Problem 1 => Print the passage of the Filimon Bodiu biography starting with "Filimon Bodiu (1910" and going on through "taken as prisoner.", keeping every word unchanged.

Excerpted passage =>
- Born: 1910 Mîndrești, Orhei County
- Died: November 16, 1950 (aged 39–40) Moldavian SSR, Soviet Union
- Cause of death: Gunshot wounds
- Other name: Dimitrie Grosu
- Spouse: Olimpiada Bodiu
- Parent(s): Eftim and Axinaia

= Filimon Bodiu =

Filimon Bodiu (1910 - November 16, 1950) was a Moldovan activist in the former Moldavian Soviet Socialist Republic.

== Biography ==
Filimon Bodiu was born in Mîndrești. Between 1945 and 1950, he was the leader of an anti-Soviet group in Bessarabia, killing several representatives of the Soviet authorities. On November 16, 1950, after refusing to surrender, Bodiu was killed during a gun fight with the authorities. His son was also killed in the shootout, while his wife, Olimpiada Bodiu, was taken as prisoner.

==The leader of the anti-Soviet resistance group==
Although Filimon Bodiu's group was composed of only 8–10 people, the social network was quite large. According to the archives over 50 families have sheltered and supported him, and were described as "terrorist" by the Stalinist security organs. At first, this group was aimed at propaganda only, but later engaged in robbery and murder against those believed to support the Soviet authorities.

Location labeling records
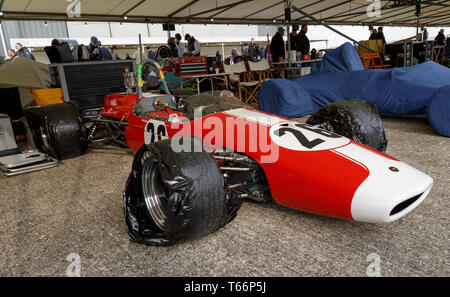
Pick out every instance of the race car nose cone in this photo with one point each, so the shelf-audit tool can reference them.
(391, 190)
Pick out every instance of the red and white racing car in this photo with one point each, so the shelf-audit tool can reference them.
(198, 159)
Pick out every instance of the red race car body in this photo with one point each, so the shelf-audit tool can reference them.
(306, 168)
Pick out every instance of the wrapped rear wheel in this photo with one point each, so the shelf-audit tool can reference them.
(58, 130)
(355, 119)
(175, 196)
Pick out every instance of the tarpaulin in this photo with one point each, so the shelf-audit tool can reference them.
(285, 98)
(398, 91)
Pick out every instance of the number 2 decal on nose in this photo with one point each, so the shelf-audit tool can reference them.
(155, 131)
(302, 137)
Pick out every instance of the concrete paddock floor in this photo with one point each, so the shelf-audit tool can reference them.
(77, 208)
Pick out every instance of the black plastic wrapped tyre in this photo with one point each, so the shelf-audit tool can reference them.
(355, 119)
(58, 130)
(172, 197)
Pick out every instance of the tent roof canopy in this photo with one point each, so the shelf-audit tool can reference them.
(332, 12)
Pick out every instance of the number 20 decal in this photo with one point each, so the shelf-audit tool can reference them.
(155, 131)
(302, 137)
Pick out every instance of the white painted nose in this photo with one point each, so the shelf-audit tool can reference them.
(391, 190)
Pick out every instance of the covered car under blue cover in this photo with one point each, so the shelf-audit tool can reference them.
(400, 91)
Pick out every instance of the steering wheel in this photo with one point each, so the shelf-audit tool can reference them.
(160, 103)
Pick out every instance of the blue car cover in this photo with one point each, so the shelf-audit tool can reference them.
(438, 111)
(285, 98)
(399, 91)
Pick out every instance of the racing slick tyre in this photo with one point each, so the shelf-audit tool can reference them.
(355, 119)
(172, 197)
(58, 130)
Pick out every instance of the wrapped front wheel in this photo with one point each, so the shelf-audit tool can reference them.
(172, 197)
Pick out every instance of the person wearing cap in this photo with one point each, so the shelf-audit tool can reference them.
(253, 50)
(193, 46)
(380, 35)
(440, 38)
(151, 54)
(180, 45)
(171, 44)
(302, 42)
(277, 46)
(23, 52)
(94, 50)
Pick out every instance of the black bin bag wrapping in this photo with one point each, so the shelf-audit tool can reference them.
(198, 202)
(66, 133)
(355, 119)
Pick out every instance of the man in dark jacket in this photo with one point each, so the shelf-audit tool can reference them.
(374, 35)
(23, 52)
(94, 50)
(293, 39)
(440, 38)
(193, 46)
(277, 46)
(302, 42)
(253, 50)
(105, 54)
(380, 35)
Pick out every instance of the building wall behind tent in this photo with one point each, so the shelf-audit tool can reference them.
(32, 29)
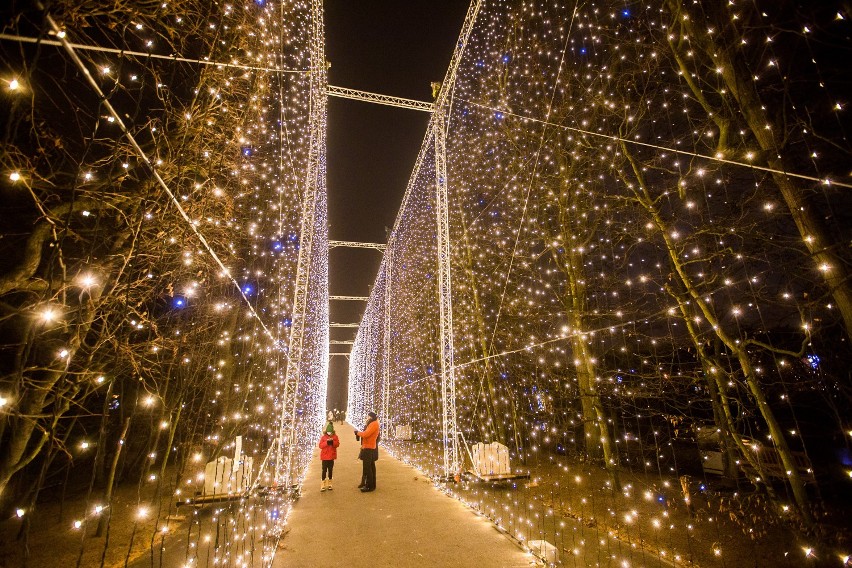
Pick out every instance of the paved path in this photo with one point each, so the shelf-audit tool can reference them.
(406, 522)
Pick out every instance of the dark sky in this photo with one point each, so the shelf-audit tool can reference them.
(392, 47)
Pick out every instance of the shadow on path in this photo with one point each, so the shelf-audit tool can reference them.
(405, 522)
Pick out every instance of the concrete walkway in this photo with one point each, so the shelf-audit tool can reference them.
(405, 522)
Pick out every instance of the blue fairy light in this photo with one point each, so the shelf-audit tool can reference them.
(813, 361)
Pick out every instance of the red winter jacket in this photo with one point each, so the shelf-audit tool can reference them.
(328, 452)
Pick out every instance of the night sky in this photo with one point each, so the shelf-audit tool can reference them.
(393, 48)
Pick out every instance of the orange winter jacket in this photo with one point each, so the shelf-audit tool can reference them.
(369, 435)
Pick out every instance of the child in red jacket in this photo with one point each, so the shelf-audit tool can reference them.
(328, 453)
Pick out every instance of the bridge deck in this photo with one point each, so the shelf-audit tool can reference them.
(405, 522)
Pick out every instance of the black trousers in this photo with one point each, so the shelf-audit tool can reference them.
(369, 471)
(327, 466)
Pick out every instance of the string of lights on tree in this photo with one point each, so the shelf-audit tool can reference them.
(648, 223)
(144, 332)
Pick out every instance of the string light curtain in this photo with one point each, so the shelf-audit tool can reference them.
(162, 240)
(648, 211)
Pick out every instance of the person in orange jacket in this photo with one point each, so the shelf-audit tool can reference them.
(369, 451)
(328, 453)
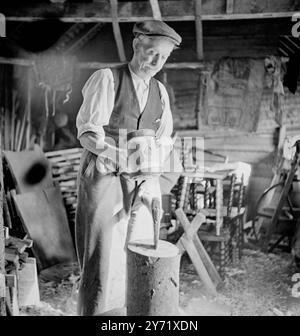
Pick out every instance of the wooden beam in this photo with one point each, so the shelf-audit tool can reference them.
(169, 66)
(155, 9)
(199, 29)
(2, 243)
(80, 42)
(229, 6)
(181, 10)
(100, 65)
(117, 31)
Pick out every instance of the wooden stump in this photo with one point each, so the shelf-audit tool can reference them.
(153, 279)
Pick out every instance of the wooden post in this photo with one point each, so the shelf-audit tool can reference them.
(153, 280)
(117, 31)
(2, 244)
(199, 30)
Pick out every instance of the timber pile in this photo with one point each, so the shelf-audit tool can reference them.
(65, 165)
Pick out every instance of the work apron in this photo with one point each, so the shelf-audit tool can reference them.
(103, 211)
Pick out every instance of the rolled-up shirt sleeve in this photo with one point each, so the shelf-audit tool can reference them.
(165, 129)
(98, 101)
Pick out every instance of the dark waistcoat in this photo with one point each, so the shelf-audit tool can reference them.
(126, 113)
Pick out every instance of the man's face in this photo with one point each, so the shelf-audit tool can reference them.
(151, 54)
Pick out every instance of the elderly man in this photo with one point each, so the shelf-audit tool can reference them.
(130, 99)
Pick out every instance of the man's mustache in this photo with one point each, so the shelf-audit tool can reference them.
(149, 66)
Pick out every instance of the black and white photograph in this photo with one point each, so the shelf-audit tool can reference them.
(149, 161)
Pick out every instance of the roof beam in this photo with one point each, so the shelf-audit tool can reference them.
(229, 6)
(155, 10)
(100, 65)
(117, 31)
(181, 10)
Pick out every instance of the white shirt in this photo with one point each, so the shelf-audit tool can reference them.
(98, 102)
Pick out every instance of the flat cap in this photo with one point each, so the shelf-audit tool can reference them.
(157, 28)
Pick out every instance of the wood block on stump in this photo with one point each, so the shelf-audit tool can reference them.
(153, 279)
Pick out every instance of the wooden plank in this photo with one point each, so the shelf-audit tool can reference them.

Problem 2 => List each line of the records above that contains the word "blue", copying every such line in full.

Full output 1 =>
Filimon Bodiu (1910 - November 16, 1950) was a Moldovan activist in the former Moldavian Soviet Socialist Republic.

== Biography ==
Filimon Bodiu was born in Mîndrești. Between 1945 and 1950, he was the leader of an anti-Soviet group in Bessarabia, killing several representatives of the Soviet authorities. On November 16, 1950, after refusing to surrender, Bodiu was killed during a gun fight with the authorities. His son was also killed in the shootout, while his wife, Olimpiada Bodiu, was taken as prisoner.

Full output 2 =>
Pick out every instance of the covered car under blue cover in this photo with one point each, so the shelf-audit tool can reference them.
Pick out every instance of the blue car cover in this photo with one point each, so the shelf-audit tool can reference them.
Pick out every instance of the blue fairy light in this photo with one point each, so the shelf-audit tool can reference them.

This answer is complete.